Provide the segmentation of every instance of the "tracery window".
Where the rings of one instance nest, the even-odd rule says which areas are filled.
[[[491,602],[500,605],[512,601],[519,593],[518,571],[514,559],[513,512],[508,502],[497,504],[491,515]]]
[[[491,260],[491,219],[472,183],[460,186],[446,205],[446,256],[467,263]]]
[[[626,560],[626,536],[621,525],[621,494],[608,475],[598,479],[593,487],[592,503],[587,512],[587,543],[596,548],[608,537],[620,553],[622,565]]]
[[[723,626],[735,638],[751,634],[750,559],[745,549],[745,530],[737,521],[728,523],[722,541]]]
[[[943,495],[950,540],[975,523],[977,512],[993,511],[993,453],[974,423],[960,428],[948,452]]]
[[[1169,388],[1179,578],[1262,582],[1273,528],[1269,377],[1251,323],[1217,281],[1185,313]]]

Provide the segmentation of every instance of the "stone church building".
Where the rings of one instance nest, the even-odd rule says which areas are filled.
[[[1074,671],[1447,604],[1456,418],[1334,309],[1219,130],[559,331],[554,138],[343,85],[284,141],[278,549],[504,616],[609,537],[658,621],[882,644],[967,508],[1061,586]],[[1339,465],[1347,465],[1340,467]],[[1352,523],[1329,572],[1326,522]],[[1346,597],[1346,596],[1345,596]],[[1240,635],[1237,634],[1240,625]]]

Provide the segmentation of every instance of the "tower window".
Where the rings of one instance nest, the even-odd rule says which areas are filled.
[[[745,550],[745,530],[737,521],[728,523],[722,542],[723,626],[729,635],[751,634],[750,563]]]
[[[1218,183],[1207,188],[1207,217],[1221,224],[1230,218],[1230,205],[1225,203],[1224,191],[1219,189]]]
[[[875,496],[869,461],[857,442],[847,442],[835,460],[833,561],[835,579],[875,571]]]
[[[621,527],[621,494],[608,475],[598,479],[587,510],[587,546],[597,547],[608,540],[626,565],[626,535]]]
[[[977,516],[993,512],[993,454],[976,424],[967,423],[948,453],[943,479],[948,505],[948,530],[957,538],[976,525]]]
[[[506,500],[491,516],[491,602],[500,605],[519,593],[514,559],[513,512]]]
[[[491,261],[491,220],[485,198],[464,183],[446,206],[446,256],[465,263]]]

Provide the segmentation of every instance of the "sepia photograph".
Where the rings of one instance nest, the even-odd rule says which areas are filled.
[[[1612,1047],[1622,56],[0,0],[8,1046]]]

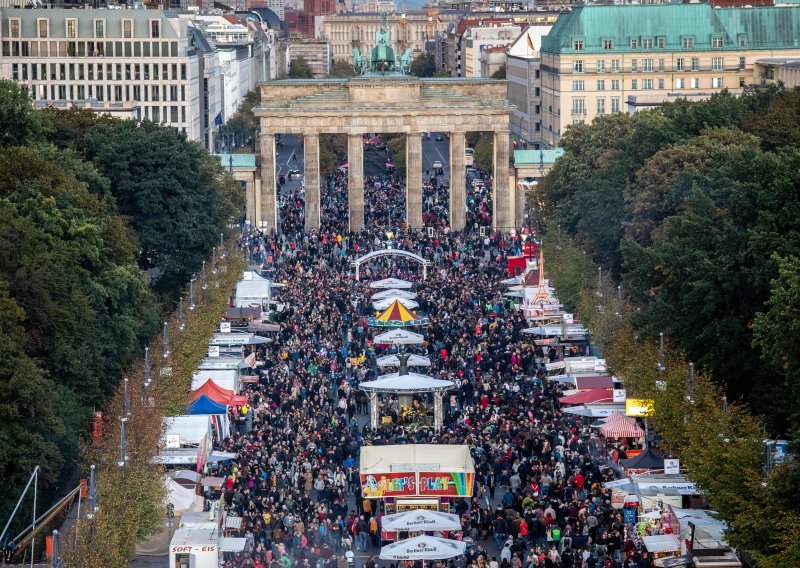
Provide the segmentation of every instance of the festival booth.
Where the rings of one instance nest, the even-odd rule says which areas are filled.
[[[405,298],[406,300],[416,300],[417,294],[416,292],[411,292],[409,290],[400,290],[399,288],[388,288],[386,290],[381,290],[380,292],[375,292],[372,295],[372,301],[375,300],[385,300],[386,298]]]
[[[613,412],[602,426],[600,434],[606,438],[643,438],[644,430],[636,423],[634,418],[623,415],[619,411]]]
[[[383,280],[375,280],[370,282],[369,287],[373,290],[388,290],[396,288],[398,290],[408,290],[413,286],[408,280],[400,280],[399,278],[384,278]]]
[[[388,298],[384,298],[383,300],[375,300],[374,302],[372,302],[372,307],[378,311],[386,310],[390,308],[395,302],[402,304],[403,307],[408,310],[415,310],[419,307],[419,303],[416,300],[409,300],[408,298],[400,298],[398,296],[390,296]]]
[[[569,408],[562,408],[561,411],[567,414],[574,414],[575,416],[583,416],[584,418],[603,418],[611,416],[615,412],[625,410],[624,404],[597,402],[593,404],[581,404],[570,406]]]
[[[447,560],[461,556],[467,543],[459,540],[420,535],[393,542],[381,548],[381,560]]]
[[[414,300],[387,298],[373,304],[383,313],[367,319],[370,327],[413,327],[428,325],[428,318],[420,317],[411,310],[417,307]]]
[[[216,511],[214,507],[211,512],[181,515],[169,543],[169,568],[218,568],[221,534]]]
[[[243,406],[247,404],[246,396],[234,394],[232,390],[220,387],[211,379],[208,379],[189,395],[190,400],[192,401],[201,396],[207,396],[214,402],[224,404],[226,406]]]
[[[164,445],[153,461],[162,465],[197,464],[196,470],[201,471],[214,440],[211,416],[173,416],[164,418],[162,424]]]
[[[263,309],[272,299],[272,282],[257,272],[245,271],[242,279],[236,284],[236,293],[233,296],[234,308],[247,308],[257,306]]]
[[[397,355],[386,355],[385,357],[378,357],[375,360],[378,367],[399,367],[400,358]],[[424,355],[411,354],[408,358],[407,365],[409,367],[430,367],[431,360]]]
[[[472,496],[475,463],[466,445],[364,446],[359,463],[362,495],[378,501],[382,515],[452,513],[456,498]],[[393,540],[394,534],[383,531],[382,537]]]
[[[239,392],[239,371],[211,371],[201,369],[192,375],[192,390],[197,390],[206,382],[211,381],[224,390]],[[220,402],[220,401],[217,401]]]
[[[269,342],[269,338],[261,337],[255,333],[232,331],[215,333],[208,344],[219,347],[242,347],[244,345],[263,345]]]
[[[255,359],[255,357],[253,357]],[[200,370],[206,371],[239,371],[250,369],[254,366],[255,361],[250,357],[206,357],[200,361],[197,367]]]
[[[444,422],[442,397],[444,393],[453,388],[454,383],[419,373],[406,372],[406,374],[400,375],[399,372],[381,375],[374,381],[366,381],[359,385],[359,388],[369,395],[370,427],[377,429],[381,419],[380,394],[392,393],[400,397],[397,416],[400,424],[433,426],[437,431],[440,430]],[[424,400],[420,404],[412,399],[415,394],[425,395],[426,393],[433,395],[432,417],[428,416]],[[384,420],[389,418],[391,421],[391,417],[386,414],[383,415],[383,418]]]

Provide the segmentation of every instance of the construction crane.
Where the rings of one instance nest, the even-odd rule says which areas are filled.
[[[408,16],[406,16],[406,0],[403,0],[403,13],[400,14],[400,53],[408,47]]]
[[[425,7],[425,16],[428,18],[428,39],[433,39],[436,35],[436,25],[433,19],[439,15],[439,9],[431,6],[431,1],[428,0],[428,5]]]

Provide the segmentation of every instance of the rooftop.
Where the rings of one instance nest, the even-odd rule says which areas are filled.
[[[563,155],[563,148],[553,148],[552,150],[514,150],[514,165],[538,166],[540,163],[552,165]]]
[[[256,168],[255,154],[215,154],[219,158],[222,167],[228,168],[233,164],[234,168]]]

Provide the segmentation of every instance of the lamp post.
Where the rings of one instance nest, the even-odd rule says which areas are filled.
[[[667,370],[666,360],[667,354],[664,351],[664,332],[658,334],[659,337],[659,346],[658,346],[658,365],[656,365],[656,369],[660,372],[664,372]]]
[[[597,295],[603,297],[603,267],[597,267]]]
[[[94,479],[94,464],[89,466],[89,511],[86,513],[87,519],[93,519],[97,511],[97,482]]]
[[[219,234],[219,257],[225,258],[225,239],[222,233]]]
[[[689,361],[689,375],[686,377],[686,400],[694,402],[694,363]]]
[[[206,284],[206,261],[205,260],[203,261],[203,271],[202,271],[202,273],[203,273],[203,280],[201,282],[200,289],[201,290],[206,290],[206,289],[208,289],[208,284]]]
[[[144,386],[150,386],[150,348],[144,348]]]
[[[617,299],[622,299],[622,284],[617,285]]]
[[[117,465],[119,467],[125,467],[125,464],[128,463],[128,438],[126,432],[126,426],[128,423],[128,419],[124,416],[120,416],[119,418],[119,460],[117,460]]]
[[[197,277],[192,274],[192,277],[189,279],[189,311],[194,311],[194,281]]]
[[[131,399],[128,394],[128,379],[127,377],[122,379],[122,407],[125,412],[125,416],[131,415]]]
[[[167,322],[164,322],[164,359],[169,357],[169,336],[167,335]]]
[[[53,558],[50,560],[50,568],[61,568],[61,539],[58,531],[53,531]]]
[[[217,273],[217,247],[211,249],[211,274]]]
[[[183,316],[183,296],[178,299],[178,329],[186,329],[186,318]]]

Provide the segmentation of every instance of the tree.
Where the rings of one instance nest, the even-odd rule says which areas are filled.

* **YOUR TASK**:
Show all lines from the listing above in which "window" appears.

* **YOUR RESPONSE**:
Provide the segmentation of every instance of the "tracery window".
Provide the segmentation of every instance of the "tower window".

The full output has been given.